* Records provided:
----

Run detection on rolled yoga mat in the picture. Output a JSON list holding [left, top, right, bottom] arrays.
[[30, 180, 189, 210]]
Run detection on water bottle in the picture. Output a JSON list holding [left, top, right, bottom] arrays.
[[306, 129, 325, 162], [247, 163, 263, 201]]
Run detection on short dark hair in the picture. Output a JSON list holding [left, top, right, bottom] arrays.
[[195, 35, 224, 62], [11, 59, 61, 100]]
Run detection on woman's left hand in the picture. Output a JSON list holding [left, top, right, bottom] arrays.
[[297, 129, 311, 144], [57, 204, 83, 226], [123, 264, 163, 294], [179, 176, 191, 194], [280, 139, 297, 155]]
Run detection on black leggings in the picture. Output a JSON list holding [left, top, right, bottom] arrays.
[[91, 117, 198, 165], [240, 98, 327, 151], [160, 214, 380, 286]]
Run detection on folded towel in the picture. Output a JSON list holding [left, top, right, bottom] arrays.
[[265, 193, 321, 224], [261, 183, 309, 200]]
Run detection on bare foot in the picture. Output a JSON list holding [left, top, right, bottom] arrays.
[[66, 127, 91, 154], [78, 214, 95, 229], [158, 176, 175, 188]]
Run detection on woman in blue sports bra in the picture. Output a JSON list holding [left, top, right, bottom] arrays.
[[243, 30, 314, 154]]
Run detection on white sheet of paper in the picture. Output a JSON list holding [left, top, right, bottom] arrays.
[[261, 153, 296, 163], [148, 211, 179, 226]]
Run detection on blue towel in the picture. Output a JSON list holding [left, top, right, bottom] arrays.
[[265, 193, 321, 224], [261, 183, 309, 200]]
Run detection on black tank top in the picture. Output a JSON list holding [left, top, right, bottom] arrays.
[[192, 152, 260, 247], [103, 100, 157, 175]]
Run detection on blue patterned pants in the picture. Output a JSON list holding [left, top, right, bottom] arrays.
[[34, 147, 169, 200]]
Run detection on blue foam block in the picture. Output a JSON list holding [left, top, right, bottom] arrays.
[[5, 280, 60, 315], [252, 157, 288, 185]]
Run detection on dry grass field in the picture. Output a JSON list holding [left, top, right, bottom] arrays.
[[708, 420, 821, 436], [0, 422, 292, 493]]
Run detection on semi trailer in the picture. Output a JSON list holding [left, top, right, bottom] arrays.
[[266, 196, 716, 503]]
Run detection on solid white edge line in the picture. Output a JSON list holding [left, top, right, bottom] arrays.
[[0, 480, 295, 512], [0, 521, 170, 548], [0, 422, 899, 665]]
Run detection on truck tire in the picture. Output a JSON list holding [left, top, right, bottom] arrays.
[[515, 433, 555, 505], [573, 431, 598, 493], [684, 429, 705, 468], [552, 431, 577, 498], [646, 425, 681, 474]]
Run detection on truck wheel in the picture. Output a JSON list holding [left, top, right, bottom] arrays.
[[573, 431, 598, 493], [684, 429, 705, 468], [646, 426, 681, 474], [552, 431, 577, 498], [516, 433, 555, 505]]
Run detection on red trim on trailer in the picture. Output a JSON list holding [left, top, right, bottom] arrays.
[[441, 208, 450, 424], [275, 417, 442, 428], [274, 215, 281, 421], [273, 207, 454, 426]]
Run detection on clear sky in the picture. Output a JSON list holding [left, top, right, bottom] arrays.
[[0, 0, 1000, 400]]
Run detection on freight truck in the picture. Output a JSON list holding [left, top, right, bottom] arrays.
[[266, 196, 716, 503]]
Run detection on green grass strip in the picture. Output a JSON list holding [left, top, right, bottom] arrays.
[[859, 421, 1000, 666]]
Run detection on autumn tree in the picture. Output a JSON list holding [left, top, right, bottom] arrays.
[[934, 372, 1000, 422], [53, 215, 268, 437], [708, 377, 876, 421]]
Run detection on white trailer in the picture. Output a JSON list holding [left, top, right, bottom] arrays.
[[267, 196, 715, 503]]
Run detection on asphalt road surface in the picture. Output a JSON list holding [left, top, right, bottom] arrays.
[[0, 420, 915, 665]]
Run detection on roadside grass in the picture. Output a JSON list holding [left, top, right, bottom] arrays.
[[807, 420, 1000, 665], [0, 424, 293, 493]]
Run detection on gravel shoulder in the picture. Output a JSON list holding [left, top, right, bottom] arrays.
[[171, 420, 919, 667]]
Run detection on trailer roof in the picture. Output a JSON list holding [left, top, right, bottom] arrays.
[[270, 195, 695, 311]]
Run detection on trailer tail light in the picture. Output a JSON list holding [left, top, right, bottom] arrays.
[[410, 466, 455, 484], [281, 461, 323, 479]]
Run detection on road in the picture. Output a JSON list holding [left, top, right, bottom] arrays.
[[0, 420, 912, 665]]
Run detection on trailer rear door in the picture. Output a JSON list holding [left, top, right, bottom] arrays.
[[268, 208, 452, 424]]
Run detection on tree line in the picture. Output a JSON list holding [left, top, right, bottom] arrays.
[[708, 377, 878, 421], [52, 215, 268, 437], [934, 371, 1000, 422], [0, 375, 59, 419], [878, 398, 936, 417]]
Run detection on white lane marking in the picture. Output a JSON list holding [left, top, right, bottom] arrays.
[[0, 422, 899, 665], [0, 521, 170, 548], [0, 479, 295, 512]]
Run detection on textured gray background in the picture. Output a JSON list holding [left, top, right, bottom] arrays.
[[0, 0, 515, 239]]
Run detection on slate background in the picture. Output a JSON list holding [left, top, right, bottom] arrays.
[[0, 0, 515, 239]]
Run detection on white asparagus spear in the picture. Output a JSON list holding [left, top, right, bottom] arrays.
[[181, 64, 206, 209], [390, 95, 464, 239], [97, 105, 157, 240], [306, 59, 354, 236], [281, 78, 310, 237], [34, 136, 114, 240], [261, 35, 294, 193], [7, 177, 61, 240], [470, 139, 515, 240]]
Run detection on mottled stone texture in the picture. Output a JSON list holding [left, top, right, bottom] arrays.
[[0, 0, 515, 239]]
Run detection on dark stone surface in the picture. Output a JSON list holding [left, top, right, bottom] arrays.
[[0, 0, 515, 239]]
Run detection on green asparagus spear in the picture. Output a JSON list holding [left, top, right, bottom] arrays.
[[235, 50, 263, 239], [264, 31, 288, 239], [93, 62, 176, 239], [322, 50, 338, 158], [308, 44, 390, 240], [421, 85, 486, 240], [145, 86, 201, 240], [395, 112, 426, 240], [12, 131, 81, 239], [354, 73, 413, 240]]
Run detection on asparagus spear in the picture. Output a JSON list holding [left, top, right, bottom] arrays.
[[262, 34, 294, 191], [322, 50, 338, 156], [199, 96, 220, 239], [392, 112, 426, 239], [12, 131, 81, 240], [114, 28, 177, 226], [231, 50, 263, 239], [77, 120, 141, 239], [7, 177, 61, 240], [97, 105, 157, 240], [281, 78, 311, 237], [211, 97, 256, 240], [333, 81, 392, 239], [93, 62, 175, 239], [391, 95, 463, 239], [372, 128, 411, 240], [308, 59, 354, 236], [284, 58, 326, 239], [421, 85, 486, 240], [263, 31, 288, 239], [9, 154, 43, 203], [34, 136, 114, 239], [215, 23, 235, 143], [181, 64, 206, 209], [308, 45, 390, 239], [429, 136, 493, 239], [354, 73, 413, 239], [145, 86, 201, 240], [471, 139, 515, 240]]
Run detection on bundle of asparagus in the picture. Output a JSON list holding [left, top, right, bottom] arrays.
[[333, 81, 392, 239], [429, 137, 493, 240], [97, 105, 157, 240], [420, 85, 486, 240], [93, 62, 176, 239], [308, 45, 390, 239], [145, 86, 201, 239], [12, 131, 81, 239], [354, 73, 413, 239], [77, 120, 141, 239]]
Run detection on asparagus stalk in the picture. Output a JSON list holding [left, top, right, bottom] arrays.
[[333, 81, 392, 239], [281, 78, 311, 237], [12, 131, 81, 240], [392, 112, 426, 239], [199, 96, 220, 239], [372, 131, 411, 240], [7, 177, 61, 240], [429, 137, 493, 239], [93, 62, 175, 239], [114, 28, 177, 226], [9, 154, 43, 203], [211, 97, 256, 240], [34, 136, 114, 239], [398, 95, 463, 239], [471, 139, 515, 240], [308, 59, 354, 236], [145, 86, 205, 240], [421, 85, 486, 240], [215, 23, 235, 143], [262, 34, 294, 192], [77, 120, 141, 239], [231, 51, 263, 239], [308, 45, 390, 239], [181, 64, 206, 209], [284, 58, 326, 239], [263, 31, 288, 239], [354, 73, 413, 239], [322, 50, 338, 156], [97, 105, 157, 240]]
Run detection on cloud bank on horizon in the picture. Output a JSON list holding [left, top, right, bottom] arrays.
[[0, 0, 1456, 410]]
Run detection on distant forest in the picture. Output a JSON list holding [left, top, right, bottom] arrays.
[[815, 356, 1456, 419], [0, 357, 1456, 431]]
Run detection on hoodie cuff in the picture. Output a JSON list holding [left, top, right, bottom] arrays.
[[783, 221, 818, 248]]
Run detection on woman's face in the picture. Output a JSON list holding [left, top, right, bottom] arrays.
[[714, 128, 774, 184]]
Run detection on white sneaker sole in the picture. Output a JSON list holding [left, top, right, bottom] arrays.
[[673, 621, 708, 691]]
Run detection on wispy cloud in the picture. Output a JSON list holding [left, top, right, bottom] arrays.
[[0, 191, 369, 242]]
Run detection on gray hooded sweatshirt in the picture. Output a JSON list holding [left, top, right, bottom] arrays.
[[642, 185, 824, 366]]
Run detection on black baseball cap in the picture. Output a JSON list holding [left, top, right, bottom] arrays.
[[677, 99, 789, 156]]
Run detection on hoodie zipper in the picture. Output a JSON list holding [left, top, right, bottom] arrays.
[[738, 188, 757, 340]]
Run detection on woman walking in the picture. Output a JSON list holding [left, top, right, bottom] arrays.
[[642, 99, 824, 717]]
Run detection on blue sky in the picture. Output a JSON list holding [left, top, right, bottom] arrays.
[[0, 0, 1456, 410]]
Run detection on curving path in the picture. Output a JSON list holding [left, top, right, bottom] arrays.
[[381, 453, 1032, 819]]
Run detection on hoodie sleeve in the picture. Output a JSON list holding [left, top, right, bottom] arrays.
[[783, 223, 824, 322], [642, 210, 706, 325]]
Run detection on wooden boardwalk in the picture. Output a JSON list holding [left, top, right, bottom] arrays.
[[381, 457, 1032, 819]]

----

* Task prompt: Copy out word for word every line from the first of the rows through the line holding "139, 297, 155]]", including both.

* Complete response:
Run detection on rolled yoga mat in the picture. Output a JSON list holding [left, top, right, bottom] arrays.
[[30, 180, 189, 210]]
Run detection on water bottle in the picture. Output a JSON list holding [left, top, right, bottom] arrays.
[[306, 129, 325, 162], [247, 163, 263, 201]]
Run detection on short dark hair in the picture. Output a JSON list holding [left, top, right, bottom] arrays.
[[195, 35, 224, 62], [11, 59, 61, 100]]
Run detection on woman's left hand in the picture. Output a JSON list holding [left, top, right, bottom] arrays.
[[297, 129, 311, 144], [57, 204, 83, 226], [123, 264, 163, 294], [179, 176, 191, 194], [280, 139, 297, 155]]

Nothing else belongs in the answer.